▸ Activities:
1: In the comments on inhuman standards, condense the paragraph that begins "Karen Horney (an early psychoanalyst)" into a short bulleted list that keeps its main facts.
2: From the comments on inhuman standards, reproduce the part that begins with "As for your" and ends after "free of it.", updating "status" to "reputation".
3: In the comments on inhuman standards, who is said to have thought that rules about sex that people can't follow are a convenient tool for controlling them?

▸ Supplied passage:
= Beginning of Section =
I think evolutionary psychology includes a lot of guesswork.
Your distinction between rumination and thinking is excellent.
As for your specific example, I don’t think evolutionary psychology is needed to realize that concern about status is a common preoccupation, and that there aren’t many people (if any) who don’t care about it at all, and that therefore, it doesn’t make sense to expect oneself to be free of it.
I’m interested in why such an inhuman standard is so popular. I’ve got two possible angles. I’ve heard that Wilhelm Reich thought having rules about sex that people can’t follow is a very convenient tool for controlling them. I’ve extended the theory to include the more modern issue of having morality and status very entangled with what people eat.
Karen Horney (an early psychoanalyst) thought that if a child is abused, neglected, or had early development much interfered with (I think being pushed to walk early would be an example), they conclude that being a human being isn’t good enough, and invent inhuman standards (always right, always virtuous, always victorious, etc.) and attempt to live by them. I don’t know whether she looked at the implications of cultures where such standards become dominant.
I don’t really believe that superhuman standards have anything to do with a faulty upbringing. Let’s get back to the social status thing… there are people in this world who are perceived by many (if not most) as humans who do not worry or tend to their own status at all, which is but one component that makes up their irresistibly charismatic pull.
Think Buddha, Jesus, Gandhi, even Einstein- these people are generally not perceived as being concerned about lowly things like social status, but as hardliners for their high causes. Or just look at some gurus who are still alive and revered. Even self-help guys like Tony Robbins are widely perceived that way. For anyone with a streak of perfectionism or simply high standards it would only be natural to try to emulate the “best”. But of course such people do not actually exist and evolutionary psychology tells you exactly why they can’t. (Sure you don’t need Ev.Psy. to tell you that, but it’s one way of becoming aware of the kinds of tricks your mind and perception can play on you.)
= End of Section =
▸ Dataset:
= Beginning of Section =
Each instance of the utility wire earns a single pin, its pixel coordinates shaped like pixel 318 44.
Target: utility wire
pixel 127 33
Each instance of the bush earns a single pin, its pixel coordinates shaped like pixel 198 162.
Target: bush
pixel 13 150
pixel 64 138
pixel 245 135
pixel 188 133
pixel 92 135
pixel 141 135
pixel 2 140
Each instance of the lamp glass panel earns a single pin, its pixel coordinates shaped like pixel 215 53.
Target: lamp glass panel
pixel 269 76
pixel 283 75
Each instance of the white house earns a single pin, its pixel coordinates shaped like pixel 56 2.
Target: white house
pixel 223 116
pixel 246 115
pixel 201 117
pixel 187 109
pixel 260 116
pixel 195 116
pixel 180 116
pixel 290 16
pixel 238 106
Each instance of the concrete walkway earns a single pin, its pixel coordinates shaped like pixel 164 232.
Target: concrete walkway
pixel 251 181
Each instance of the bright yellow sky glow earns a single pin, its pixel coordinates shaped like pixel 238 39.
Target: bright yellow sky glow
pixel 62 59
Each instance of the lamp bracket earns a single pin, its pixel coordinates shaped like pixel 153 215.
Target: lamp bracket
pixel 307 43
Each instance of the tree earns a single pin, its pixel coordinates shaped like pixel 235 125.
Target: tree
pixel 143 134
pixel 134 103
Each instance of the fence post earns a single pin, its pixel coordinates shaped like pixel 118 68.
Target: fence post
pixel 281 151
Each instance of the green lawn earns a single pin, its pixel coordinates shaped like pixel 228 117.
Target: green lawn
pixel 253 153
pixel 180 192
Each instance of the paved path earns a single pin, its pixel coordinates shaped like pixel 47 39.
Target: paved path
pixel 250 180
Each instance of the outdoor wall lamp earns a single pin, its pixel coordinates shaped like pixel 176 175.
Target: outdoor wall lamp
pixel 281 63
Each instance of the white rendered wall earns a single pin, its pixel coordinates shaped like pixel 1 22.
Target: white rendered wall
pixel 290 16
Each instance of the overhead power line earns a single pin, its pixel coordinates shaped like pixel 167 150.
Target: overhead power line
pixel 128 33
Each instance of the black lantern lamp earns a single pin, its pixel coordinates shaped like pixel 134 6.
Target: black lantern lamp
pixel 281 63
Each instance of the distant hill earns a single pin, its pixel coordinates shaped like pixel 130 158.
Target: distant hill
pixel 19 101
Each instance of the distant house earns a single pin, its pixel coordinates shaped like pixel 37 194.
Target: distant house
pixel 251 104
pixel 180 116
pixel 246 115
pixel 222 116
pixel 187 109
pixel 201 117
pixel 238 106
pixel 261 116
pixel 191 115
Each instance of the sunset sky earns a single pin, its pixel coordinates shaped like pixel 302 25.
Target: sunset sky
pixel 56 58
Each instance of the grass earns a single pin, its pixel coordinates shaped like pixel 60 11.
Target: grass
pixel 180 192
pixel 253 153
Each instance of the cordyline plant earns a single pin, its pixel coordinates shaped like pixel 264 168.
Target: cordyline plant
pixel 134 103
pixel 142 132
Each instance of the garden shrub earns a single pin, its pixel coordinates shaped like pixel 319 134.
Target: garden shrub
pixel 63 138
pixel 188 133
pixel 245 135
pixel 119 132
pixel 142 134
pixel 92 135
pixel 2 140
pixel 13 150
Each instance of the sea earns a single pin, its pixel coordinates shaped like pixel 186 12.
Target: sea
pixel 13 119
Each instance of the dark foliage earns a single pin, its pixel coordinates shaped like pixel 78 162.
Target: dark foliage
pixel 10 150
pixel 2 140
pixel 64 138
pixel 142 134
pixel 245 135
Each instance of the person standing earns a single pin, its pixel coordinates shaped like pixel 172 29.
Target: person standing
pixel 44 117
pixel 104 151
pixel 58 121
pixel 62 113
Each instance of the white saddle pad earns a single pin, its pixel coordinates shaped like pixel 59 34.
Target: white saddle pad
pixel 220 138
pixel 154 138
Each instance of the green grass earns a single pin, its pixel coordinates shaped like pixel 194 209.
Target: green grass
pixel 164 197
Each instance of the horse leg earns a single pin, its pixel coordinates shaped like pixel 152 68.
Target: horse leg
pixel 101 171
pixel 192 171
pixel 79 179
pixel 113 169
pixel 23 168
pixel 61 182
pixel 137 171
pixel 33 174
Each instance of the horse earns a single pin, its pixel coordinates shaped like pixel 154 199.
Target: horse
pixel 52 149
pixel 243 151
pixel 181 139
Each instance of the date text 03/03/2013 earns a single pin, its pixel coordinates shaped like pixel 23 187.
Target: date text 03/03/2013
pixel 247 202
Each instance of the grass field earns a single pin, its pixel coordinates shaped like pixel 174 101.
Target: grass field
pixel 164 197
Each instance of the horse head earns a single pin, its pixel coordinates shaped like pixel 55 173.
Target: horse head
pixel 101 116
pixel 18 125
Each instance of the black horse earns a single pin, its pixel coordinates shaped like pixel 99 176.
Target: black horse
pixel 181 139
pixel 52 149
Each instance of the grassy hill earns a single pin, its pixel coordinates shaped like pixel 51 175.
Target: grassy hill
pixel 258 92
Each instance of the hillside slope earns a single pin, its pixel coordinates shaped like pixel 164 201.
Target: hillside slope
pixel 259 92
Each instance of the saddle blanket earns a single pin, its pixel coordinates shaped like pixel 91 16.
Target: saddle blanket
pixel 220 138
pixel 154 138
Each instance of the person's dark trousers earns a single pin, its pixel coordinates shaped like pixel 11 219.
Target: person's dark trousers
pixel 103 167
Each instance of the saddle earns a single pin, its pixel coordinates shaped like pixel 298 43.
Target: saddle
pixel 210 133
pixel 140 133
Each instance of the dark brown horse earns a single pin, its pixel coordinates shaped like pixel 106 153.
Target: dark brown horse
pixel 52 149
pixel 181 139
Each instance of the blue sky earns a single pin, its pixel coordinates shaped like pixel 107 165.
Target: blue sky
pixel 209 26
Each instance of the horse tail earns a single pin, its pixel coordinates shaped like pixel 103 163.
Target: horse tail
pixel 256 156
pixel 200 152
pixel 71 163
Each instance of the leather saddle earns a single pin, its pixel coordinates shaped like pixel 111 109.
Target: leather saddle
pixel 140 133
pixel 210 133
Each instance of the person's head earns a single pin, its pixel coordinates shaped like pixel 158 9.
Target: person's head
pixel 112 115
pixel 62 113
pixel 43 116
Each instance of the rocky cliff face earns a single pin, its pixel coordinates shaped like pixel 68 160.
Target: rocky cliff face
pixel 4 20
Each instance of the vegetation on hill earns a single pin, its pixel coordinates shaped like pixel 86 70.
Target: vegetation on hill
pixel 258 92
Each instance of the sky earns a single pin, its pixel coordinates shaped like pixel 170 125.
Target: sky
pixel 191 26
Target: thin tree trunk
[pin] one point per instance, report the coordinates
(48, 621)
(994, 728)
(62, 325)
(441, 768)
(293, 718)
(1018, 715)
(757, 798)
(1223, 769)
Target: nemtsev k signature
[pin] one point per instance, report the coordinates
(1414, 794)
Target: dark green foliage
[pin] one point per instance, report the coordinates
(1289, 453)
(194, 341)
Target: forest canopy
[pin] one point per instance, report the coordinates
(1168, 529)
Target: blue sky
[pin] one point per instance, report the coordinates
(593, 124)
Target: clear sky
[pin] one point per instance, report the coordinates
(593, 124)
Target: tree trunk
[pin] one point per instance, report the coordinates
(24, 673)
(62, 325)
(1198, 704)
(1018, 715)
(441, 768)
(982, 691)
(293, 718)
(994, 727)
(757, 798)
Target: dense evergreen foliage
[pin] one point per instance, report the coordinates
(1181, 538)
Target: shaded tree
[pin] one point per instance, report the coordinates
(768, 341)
= End of Section =
▸ Answer section:
1:
- Karen Horney was an early psychoanalyst.
- She thought that a child who is abused or neglected, or whose early development is much interfered with, concludes that being a human being isn't good enough. The writer suggests being pushed to walk early as an example of such interference.
- Such a child invents inhuman standards, such as always being right, virtuous and victorious, and tries to live by them.
- The writer doesn't know whether she looked at the implications of cultures where such standards become dominant.

2:
As for your specific example, I don’t think evolutionary psychology is needed to realize that concern about reputation is a common preoccupation, and that there aren’t many people (if any) who don’t care about it at all, and that therefore, it doesn’t make sense to expect oneself to be free of it.

3: Wilhelm Reich.